- EXTRACT
========

Batnitzky, one of the newest sociology professors on campus, was recently awarded a grant from Collaborative Fisheries Research West to examine direct seafood marketing in San Diego. The study, entitled “Testing the feasibility of urban coastal direct seafood markets,” will be conducted over a one-year period alongside California Sea Grant Coastal Specialist Theresa Sinicrope Talley, a marine biologist who is currently based at Scripps Institution of Oceanography in La Jolla.
At first glance, it may seem odd that a sociology professor would want to examine seafood marketing, but this project is less about sea life and commerce and more about “locovores,” the people that eat locally produced food not sourced from a distant market.
The specific locovores that brought about this study are those that make up the East African Community in San Diego. Batnitzky has worked closely with the United Women of East African Community Cultural Center and discussed their changing diet as a result of migration. Upon sharing her experiences, Talley’s first question was: Does this community eat a lot of fish? Despite mainly being from coastal Somalia, the answer is no and the reason is limited access to sustainable local seafood.
San Diego boasts many farmers markets and community-backed agriculture programs, however, San Diego does not have a single fish market in a city with 70 miles of pristine Pacific coastline. As a result, many fishermen have taken to selling their catch right from their docked boats. Batnitzky’s goal is to raise awareness of the issue and to establish a sustainable local fish demand in San Diego.

========

- EXTRACTED RECORDS
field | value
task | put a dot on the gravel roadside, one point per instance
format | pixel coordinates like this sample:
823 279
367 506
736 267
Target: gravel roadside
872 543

========

- TASKS TO CARRY OUT
1. Can you retype the part of the article on San Diego seafood marketing that opens with the words containing "The specific locovores" and closes with "sustainable local seafood."?
2. Can you extend the article on San Diego seafood marketing, picking up right after its last sentence?

- ANSWERS BELOW
1.
The specific locovores that brought about this study are those that make up the East African Community in San Diego. Batnitzky has worked closely with the United Women of East African Community Cultural Center and discussed their changing diet as a result of migration. Upon sharing her experiences, Talley’s first question was: Does this community eat a lot of fish? Despite mainly being from coastal Somalia, the answer is no and the reason is limited access to sustainable local seafood.

2.
While Batnitzky is focused on the people involved, Talley is most interested in the health of the ocean. She believes a more diverse pull of fish may improve both the fishing industry in San Diego and the ecology of our ocean. Of the collaboration, Batnitzky said, “Our overlapping interests seemed like an ideal interdisciplinary project!”
While emphasizing both locovores and the health of the ocean, “Our project is essentially community-based,” said Batnitzky. She hopes to work with San Diegans to better understand and unite two different populations. The first population, she said, “is already connected to the ocean and has some knowledge of the local seafood industry. The second population, the East African immigrant community, has relatively little interaction with local sustainable seafood.”
Over the next year, Batnitzky and Talley hope to gauge the feasibility of a direct seafood market based on the responses they receive from these two populations. Their project is already underway and if the project is well received, local fish markets may be on the menu for San Diego.